[ARTICLE start]

Service level agreements are a vital part of any hosting arrangement, but it's difficult to know what to put in them. Danny Bradbury provides some pointers

Entering into a relationship with a hosting provider involves so much more than just checking out its technical capabilities and assessing the competency of its management. Business marriages are not like conventional ones - every union requires a corporate prenuptial agreement, or service level agreement. But there are a number of things you must do to make sure that an SLA is worth more than the paper it's written on.

It is important to make sure that your contract contains escalation procedures, so if any of the terms and conditions are not met, there is an agreed course of action, possibly resulting in financial compensation. And it is wise to see if there is any accreditation from the hosting provider's vendor. Hosting companies have to buy their equipment from somewhere, and a vendor will often want to ensure that only quality partners use its product.

[ARTICLE end]

### WORK TO COMPLETE
From the article on hosting service level agreements, extract the passage starting with "Entering into a" and going on through "it's written on.", word for word.

[MATERIAL PROVIDED start]

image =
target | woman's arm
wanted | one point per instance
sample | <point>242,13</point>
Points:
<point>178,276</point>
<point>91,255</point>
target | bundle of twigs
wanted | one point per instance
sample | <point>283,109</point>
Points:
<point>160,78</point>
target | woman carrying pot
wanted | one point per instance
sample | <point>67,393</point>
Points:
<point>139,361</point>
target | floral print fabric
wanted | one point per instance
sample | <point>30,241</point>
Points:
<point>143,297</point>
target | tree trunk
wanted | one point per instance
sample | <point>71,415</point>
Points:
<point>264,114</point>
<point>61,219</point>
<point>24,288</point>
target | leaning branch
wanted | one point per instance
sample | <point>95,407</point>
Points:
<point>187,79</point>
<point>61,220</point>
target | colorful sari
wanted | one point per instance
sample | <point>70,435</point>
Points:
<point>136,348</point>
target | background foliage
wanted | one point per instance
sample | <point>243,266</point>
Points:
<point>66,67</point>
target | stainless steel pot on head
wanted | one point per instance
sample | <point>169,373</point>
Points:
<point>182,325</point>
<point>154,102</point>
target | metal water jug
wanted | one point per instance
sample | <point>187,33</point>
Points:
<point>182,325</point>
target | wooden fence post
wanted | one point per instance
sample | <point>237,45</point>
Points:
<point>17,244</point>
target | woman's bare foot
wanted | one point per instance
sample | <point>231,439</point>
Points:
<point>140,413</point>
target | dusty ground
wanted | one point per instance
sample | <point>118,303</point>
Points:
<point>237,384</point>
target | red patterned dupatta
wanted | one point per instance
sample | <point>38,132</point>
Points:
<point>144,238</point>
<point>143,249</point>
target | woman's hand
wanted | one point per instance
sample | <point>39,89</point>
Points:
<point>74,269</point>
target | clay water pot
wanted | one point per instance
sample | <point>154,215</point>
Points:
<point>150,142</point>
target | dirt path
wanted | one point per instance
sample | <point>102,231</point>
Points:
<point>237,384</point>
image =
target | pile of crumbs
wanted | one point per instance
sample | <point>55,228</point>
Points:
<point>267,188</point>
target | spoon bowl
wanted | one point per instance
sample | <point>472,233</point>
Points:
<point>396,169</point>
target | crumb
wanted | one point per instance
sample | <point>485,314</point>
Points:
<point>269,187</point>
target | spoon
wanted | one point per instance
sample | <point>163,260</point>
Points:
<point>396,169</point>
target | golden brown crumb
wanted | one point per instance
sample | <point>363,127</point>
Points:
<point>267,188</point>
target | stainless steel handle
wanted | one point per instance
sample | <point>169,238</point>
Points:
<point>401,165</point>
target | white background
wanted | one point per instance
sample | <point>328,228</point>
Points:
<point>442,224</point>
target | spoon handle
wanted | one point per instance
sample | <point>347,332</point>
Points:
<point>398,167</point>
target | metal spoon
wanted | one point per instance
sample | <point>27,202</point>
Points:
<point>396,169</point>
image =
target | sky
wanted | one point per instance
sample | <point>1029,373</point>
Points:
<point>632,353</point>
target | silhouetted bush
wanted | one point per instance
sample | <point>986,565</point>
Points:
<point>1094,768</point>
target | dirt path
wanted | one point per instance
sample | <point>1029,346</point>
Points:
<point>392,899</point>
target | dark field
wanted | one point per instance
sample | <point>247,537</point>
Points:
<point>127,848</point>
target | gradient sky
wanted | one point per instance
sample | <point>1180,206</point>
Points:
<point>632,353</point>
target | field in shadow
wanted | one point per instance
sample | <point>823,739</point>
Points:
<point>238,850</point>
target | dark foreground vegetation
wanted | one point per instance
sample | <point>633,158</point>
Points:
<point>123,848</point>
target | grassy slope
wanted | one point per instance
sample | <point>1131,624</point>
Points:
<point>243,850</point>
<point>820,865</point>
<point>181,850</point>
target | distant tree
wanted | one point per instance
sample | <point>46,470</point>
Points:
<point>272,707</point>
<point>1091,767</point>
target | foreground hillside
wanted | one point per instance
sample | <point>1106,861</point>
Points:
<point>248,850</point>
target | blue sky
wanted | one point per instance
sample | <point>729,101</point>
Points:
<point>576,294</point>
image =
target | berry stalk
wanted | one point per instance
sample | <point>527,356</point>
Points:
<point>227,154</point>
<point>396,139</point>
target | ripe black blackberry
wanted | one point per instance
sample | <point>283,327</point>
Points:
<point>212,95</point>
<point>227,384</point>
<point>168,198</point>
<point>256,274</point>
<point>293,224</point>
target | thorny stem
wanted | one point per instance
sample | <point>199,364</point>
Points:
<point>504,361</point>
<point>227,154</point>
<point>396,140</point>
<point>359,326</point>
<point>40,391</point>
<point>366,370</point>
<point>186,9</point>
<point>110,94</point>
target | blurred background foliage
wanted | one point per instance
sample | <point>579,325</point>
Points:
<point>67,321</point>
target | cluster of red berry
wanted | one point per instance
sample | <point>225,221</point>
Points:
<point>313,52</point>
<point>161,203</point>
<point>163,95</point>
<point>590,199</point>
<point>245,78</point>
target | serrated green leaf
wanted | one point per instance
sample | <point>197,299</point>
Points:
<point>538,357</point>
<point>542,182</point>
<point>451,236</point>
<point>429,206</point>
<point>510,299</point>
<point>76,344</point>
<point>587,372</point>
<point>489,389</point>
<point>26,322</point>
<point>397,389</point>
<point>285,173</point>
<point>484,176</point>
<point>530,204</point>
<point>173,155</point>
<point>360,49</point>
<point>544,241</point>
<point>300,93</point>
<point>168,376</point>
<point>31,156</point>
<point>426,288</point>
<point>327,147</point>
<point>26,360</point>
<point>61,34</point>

[MATERIAL PROVIDED end]

### WRITTEN RESPONSE
Entering into a relationship with a hosting provider involves so much more than just checking out its technical capabilities and assessing the competency of its management. Business marriages are not like conventional ones - every union requires a corporate prenuptial agreement, or service level agreement. But there are a number of things you must do to make sure that an SLA is worth more than the paper it's written on.